- What is being asked
Below is a set of records. Repeat them verbatim without the pictures.

Image point grounding data
-------------------------
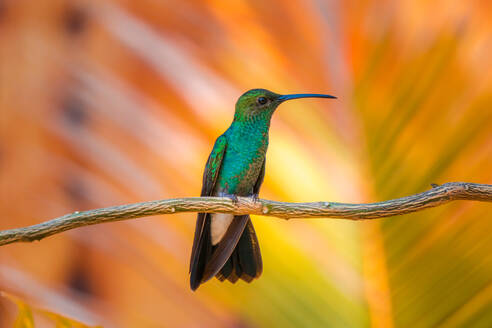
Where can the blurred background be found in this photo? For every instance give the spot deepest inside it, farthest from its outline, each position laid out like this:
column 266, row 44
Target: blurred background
column 112, row 102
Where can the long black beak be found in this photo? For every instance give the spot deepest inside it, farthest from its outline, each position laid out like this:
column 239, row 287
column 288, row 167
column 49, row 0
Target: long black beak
column 304, row 95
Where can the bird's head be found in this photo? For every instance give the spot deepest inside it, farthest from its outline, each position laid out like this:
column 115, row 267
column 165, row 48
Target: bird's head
column 261, row 103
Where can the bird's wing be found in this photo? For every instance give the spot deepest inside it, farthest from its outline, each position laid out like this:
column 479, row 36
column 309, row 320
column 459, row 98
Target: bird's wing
column 212, row 169
column 249, row 257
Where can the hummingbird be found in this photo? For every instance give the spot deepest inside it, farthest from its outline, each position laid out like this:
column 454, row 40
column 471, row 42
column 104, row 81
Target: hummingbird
column 225, row 245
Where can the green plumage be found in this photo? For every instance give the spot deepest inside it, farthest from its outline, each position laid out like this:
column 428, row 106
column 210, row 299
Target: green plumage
column 226, row 246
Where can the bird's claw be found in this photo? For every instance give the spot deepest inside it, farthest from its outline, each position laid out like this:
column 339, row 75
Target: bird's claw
column 232, row 197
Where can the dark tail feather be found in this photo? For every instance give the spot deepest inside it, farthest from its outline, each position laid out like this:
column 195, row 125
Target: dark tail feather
column 237, row 256
column 245, row 262
column 202, row 250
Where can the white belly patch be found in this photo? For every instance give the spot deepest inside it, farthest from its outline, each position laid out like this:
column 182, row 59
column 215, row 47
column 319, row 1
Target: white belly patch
column 220, row 223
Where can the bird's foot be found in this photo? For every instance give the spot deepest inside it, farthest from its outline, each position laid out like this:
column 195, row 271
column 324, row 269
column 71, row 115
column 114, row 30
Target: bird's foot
column 232, row 197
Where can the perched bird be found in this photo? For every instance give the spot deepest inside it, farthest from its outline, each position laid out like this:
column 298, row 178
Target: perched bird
column 225, row 245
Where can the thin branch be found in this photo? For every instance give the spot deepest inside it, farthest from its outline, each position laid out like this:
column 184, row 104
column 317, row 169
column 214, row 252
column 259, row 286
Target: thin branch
column 438, row 195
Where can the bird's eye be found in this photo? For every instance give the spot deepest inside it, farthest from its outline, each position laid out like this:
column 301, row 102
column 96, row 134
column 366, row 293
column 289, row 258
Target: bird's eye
-------------------------
- The answer
Where can the blurred background be found in this photo? For every instance give the spot deepest inside it, farthest from its outline, each position laid out like this:
column 266, row 44
Target: blurred background
column 112, row 102
Where can the long black beak be found in this photo? For every instance give the spot deepest inside it, farthest from its outline, each position laid out like this:
column 239, row 287
column 288, row 167
column 49, row 0
Target: long black beak
column 304, row 95
Where can the bird's head be found in this photo? For every instance give the spot deepest inside it, farthest from its outline, each position laid out like this:
column 115, row 267
column 165, row 48
Target: bird's head
column 261, row 103
Where can the bird's wing be found in this photo? For every instance give the spot deepest inside it, farthest from its outline, each position laid out like this:
column 479, row 36
column 309, row 320
column 459, row 98
Target: bird's wing
column 212, row 169
column 249, row 257
Where can the hummingbird be found in this photo? For every instance give the spot deepest inside it, farthest from its outline, each position laid out like this:
column 454, row 40
column 471, row 42
column 104, row 81
Target: hummingbird
column 225, row 245
Where can the green plumage be found in this photo? For every instance give the spot deepest inside it, farthest from its outline, each position laid out like this:
column 428, row 106
column 210, row 299
Target: green plumage
column 226, row 246
Where can the bird's claw be found in this photo? For every instance give the spot deepest inside it, farthest from its outline, each position laid out like this:
column 339, row 75
Target: bird's claw
column 232, row 197
Where can the dark tail feather be found in this photo? For every instance give the spot deepest inside it, farthest from its outline, each position laid out like this:
column 195, row 125
Target: dark tail feather
column 237, row 256
column 245, row 262
column 202, row 250
Where can the white belly patch be found in this photo? For every instance give the spot deepest inside it, farthest from its outline, each position laid out like this:
column 182, row 59
column 215, row 47
column 319, row 1
Target: white belly patch
column 220, row 223
Where can the bird's foot be found in this photo? For every instance give the spot deepest inside it, farthest from its outline, each position laid out like this:
column 195, row 271
column 324, row 269
column 71, row 115
column 114, row 30
Target: bird's foot
column 232, row 197
Where can the perched bird be found in this photo? For every instance give the spot deepest inside it, farthest from its outline, each position laid out like this:
column 298, row 178
Target: perched bird
column 225, row 245
Where can the thin branch be found in this photo? For every instance give the spot deepest inside it, farthest from its outline, each position laid out like this:
column 184, row 104
column 317, row 169
column 214, row 252
column 259, row 286
Target: thin branch
column 438, row 195
Where can the bird's eye be found in this photo? For every instance give the spot deepest inside it, farthest from its outline, each position laid out like this:
column 301, row 102
column 96, row 134
column 366, row 293
column 289, row 258
Target: bird's eye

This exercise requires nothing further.